**What is required:**
Select every line of the items below that contains the string "debris", matching case exactly, and copy those lines.
- - -
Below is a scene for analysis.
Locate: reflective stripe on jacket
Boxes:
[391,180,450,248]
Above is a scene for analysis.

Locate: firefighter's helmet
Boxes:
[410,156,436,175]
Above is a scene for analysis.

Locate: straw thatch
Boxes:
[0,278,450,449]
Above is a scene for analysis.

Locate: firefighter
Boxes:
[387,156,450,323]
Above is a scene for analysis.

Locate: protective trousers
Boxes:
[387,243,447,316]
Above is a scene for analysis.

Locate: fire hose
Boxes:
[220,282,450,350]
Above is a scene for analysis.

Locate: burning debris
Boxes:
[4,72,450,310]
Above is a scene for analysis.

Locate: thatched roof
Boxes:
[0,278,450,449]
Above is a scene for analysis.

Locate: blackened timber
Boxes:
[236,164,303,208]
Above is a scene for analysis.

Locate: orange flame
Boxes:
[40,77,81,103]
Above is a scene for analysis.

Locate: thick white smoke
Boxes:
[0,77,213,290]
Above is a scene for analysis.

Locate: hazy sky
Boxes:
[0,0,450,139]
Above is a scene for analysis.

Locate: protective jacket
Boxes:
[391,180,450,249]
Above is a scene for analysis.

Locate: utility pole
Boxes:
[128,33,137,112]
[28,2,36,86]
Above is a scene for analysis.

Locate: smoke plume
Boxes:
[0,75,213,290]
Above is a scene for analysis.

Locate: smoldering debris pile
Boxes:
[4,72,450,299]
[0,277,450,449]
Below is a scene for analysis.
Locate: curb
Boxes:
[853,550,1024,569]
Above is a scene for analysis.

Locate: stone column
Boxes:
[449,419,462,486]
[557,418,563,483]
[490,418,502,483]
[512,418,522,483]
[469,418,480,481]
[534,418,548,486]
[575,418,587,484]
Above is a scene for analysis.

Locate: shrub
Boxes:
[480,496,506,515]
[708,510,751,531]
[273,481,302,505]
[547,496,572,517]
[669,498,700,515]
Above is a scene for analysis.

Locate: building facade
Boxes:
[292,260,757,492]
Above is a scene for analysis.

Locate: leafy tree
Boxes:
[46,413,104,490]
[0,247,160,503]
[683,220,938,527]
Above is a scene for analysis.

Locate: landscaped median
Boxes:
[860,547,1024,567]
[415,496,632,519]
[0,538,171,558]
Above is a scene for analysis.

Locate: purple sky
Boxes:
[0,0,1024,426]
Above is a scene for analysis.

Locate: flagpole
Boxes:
- - -
**Response for this exercise:**
Locate: burning debris
Locate: smoldering debris pile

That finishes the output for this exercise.